Point localization data:
● ● ● ● ● ● ●
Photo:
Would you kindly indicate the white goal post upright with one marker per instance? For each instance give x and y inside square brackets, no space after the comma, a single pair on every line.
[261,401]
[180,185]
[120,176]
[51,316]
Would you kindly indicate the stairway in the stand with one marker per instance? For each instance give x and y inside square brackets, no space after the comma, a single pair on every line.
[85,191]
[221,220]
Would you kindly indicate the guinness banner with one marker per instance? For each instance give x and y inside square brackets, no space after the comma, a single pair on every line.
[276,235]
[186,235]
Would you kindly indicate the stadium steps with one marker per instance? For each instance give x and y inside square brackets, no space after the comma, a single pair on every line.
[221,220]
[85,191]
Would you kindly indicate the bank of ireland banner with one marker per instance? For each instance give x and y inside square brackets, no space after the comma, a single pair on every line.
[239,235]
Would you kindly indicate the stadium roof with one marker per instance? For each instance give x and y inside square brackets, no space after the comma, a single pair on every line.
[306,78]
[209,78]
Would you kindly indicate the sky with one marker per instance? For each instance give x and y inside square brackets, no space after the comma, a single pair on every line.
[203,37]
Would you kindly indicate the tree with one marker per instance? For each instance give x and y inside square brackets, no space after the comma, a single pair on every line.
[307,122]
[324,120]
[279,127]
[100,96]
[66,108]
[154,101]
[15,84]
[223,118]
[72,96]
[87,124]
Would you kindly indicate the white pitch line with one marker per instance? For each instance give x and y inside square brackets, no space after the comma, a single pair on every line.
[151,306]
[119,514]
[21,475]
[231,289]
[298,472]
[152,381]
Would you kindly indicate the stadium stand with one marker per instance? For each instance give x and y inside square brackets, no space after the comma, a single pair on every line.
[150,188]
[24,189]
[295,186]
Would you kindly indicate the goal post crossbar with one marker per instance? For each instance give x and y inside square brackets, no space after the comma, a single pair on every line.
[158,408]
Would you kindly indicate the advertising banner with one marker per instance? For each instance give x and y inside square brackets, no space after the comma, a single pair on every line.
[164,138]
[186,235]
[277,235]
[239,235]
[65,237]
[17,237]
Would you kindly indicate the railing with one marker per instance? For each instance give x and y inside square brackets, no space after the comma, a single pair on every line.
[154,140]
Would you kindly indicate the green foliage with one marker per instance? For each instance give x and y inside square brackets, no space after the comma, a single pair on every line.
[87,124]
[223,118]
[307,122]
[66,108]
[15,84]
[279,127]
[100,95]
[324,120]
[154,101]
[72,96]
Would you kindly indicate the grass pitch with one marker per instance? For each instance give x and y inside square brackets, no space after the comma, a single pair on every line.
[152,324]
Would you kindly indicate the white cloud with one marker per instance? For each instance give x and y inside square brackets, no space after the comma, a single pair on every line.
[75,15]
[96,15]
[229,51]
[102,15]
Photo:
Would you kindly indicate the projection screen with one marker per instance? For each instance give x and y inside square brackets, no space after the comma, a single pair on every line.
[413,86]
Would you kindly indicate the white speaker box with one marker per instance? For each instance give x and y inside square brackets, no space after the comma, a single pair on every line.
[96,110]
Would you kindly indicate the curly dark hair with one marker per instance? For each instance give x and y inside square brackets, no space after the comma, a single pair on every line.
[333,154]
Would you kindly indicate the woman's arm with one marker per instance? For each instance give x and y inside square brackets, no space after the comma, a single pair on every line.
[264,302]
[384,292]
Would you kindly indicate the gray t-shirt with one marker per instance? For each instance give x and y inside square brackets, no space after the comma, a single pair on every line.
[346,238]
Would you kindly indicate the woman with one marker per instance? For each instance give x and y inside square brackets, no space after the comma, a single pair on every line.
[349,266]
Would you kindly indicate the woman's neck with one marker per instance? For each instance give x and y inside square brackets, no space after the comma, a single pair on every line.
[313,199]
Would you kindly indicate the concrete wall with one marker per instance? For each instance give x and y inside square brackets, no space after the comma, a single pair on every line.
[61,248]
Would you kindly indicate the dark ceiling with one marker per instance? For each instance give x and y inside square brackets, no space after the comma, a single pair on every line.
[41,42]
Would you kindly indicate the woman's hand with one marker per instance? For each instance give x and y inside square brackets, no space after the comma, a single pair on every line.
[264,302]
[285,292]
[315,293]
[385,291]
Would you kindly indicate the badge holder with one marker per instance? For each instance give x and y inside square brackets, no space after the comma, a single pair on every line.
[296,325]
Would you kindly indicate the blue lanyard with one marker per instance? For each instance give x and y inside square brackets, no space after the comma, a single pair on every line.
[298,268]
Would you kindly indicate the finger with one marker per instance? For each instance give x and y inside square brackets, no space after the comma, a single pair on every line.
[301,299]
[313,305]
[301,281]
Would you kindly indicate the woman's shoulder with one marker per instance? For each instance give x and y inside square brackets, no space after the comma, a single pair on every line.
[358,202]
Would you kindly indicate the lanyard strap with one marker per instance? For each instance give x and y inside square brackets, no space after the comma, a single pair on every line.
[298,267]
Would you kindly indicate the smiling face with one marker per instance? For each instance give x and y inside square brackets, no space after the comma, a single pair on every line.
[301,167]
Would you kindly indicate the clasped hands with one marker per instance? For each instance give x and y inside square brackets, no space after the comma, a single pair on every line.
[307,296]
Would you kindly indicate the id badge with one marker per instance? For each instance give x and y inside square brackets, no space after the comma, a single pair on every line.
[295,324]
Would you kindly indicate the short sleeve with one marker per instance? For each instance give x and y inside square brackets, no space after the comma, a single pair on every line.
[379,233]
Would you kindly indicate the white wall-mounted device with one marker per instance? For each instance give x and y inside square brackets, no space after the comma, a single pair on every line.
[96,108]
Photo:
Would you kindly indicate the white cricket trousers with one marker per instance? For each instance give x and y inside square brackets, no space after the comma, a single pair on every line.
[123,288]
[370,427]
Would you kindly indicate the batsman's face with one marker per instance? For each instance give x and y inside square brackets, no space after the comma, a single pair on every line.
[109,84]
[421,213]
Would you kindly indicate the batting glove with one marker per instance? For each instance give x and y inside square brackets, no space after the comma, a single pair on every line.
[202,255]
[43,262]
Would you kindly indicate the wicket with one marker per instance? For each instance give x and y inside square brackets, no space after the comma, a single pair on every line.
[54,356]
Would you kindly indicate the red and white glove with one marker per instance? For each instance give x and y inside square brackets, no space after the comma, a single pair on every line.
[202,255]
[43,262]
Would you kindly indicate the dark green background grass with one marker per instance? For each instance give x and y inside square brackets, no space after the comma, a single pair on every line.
● ● ● ● ● ● ●
WHAT IS BEING ASKED
With nothing left out, copy the data above exactly.

SOLUTION
Photo:
Would you kindly indicate the white goal post upright with one marker per instance? For each instance give x and y inside square brackets, no space after the comma, a single pair on every line.
[261,401]
[180,185]
[120,176]
[51,316]
Would you kindly indicate the stairway in the stand with one marker per instance? For each instance give x and y inside square brackets, no space after the comma, a single pair on every line.
[85,191]
[221,220]
Would you kindly indicate the guinness banner with one marker per instance? For each instance give x and y inside square brackets, no space after the comma, a single pair on every line.
[276,235]
[186,235]
Would you kindly indicate the stadium steps with one marker per instance? For each instance give x and y inside square brackets, no space after the comma, a single pair on every line.
[221,220]
[85,191]
Would you kindly indicate the bank of ireland banner with one marker per instance? For each instance give x and y inside square brackets, no space after the comma, a single pair on every line.
[239,235]
Would you kindly indicate the stadium roof with one marker per instance? For each instance give x and y inside square brackets, no space after the comma, a single pair on every line.
[306,78]
[209,78]
Would you kindly indicate the sky with one marker per instance? For each instance give x and y inside square brackets, no space after the comma, a single pair on every line.
[203,37]
Would you kindly indicate the tree with one marker per instance? For each instance give x and y inside square brackets, no space after the comma, a single pair on every line.
[307,122]
[324,120]
[279,127]
[100,96]
[66,108]
[154,101]
[15,84]
[223,118]
[72,96]
[87,124]
Would you kindly indicate the white pitch line with one marker per instance? For each instance give x and y inside square brackets, no space after the comma, a single pair on every line.
[151,306]
[119,514]
[21,475]
[231,289]
[298,472]
[152,381]
Would you kindly indicate the stadium stand with one marker per instance? For each instance give x and y inside square brackets, no space after the comma, a single pair on every line.
[150,188]
[24,189]
[295,186]
Would you kindly indicate the goal post crossbar with one marker per instance? For each instance give x and y inside square brackets, no space after the comma, a single pair on every line.
[158,408]
Would you kindly indicate the advertising banner with one marker per instance? For each instance give x and y inside square brackets, no space after the comma, a single pair on every line.
[164,138]
[186,235]
[277,235]
[239,235]
[65,237]
[17,237]
Would you kindly indicate the railing with one marker per instance? For each instance give x and y inside square brackets, no space after the comma, a single pair on every line.
[154,140]
Would you kindly indicate the green foliage with one marker per instance? For each instance give x and y inside square brackets, no space after the comma, a single pair on every line.
[87,124]
[223,118]
[307,122]
[66,108]
[15,84]
[279,127]
[100,95]
[324,120]
[154,101]
[72,96]
Would you kindly indicate the grass pitch with one marker per instance? For each instance give x and y inside square brackets, no space after the comma, a single pair on every line.
[152,324]
Would you kindly indicate the white cloud with one marker per instance? For each instance give x and y inside square brackets, no space after the comma, a single pair on every line.
[75,15]
[96,15]
[229,51]
[102,15]
Photo:
Would you kindly indicate the projection screen with one marker per instance? For each instance give x and y inside square brackets, no space after the comma, a single pair on every line.
[413,86]
Would you kindly indicate the white speaker box with one marker per instance? For each instance give x and y inside square brackets, no space after the comma, a single pair on every line.
[96,110]
Would you kindly indicate the curly dark hair with one marker per instance? For each instance give x and y inside square brackets, no space after the comma, a single pair on every line.
[333,154]
Would you kindly indicate the woman's arm with one marker per instance? For each instance give x and y inside square brackets, no space after the comma, a single pair on every line.
[264,302]
[384,292]
Would you kindly indicate the gray t-shirt with one marker per instance? For each instance give x and y inside square brackets, no space after the comma, a single pair on every line.
[346,238]
Would you kindly indicate the woman with one marker per instance? For each instance give x and y inside square brackets, no space after the comma, a single pair on every line.
[349,266]
Would you kindly indicate the woman's neck with one marker per instance? For each instance give x and y inside square brackets, no space after the comma, a single pair on every line.
[313,199]
Would you kindly indicate the concrete wall with one marker per instance? For each instance give x and y inside square brackets, no space after the comma, a single pair on every line.
[61,248]
Would you kindly indicate the dark ceiling with one marker per instance? For each instance give x and y inside square brackets, no space after the comma, a single pair on every line.
[41,42]
Would you kindly indicate the woman's hand with one marker per instance? For each instance give x and y inside square brackets, no space after the comma, a single pair on every line.
[264,302]
[285,292]
[315,293]
[385,291]
Would you kindly indicate the badge holder with one marker per instance? For each instance give x and y inside square brackets, no space after the comma, a single pair on every line.
[296,325]
Would you kindly indicate the blue lanyard with one marker per instance? For each instance give x and y inside square brackets, no space after the comma, a single pair on every line.
[298,268]
Would you kindly indicate the finger with one marker per instance? For each instance give x and y inside square brackets, no space after the comma, a single pair on every line.
[301,299]
[313,305]
[301,281]
Would you kindly indicate the woman's shoulder with one marker per instance? For each instance give x and y inside square brackets, no space after the comma, a single pair on every line.
[358,202]
Would you kindly indicate the lanyard strap with one marker per instance? For each instance give x and y inside square brackets, no space after the comma, a single pair on every line.
[298,267]
Would you kindly indicate the smiling face with one marker per instance? For each instance give x and y inside square brackets, no space after the comma, a single pair on every line.
[301,167]
Would you kindly indicate the clasped hands with one marker per instance? For each instance give x and y inside square brackets, no space after the comma, a single pair on every line.
[307,296]
Would you kindly indicate the id badge with one marker per instance? For each instance give x and y inside square brackets, no space after the comma, a single pair on every line.
[295,324]
Would you kindly indicate the short sleeve with one marker per instance? For each instance give x and y inside square brackets, no space after the comma, a single pair on every line.
[379,233]
Would you kindly indicate the white wall-mounted device with one marker per instance? For each instance give x and y inside square brackets, no space after the comma, a single pair on every line.
[96,108]
Photo:
Would you kindly indicate the white cricket trousers with one marker per instance? For each instance give x and y inside square brackets, no space after the comma, a single pair on every line.
[123,288]
[370,427]
Would you kindly indicate the batsman's face with one marker per instance? For each instance give x and y inside square brackets, no space after the comma, a single pair on every line.
[109,84]
[421,213]
Would you kindly indicate the batting glove with one marker per instance? For each instance give x and y inside square brackets, no space after the comma, a single pair on every line.
[202,255]
[43,262]
Would you kindly indicate the wicket with one marker per instance? For each instance give x and y inside square brackets, no space after the comma, a single pair on every line.
[54,356]
Would you kindly indicate the red and white glove with one marker per instance? For each instance give x and y inside square brackets, no space after the comma, a single pair on every line.
[202,255]
[43,262]
Would you kindly indicate the dark green background grass with one marker per instance? For each instance give x and y inside square brackets, no space after the comma, a single pair on every line.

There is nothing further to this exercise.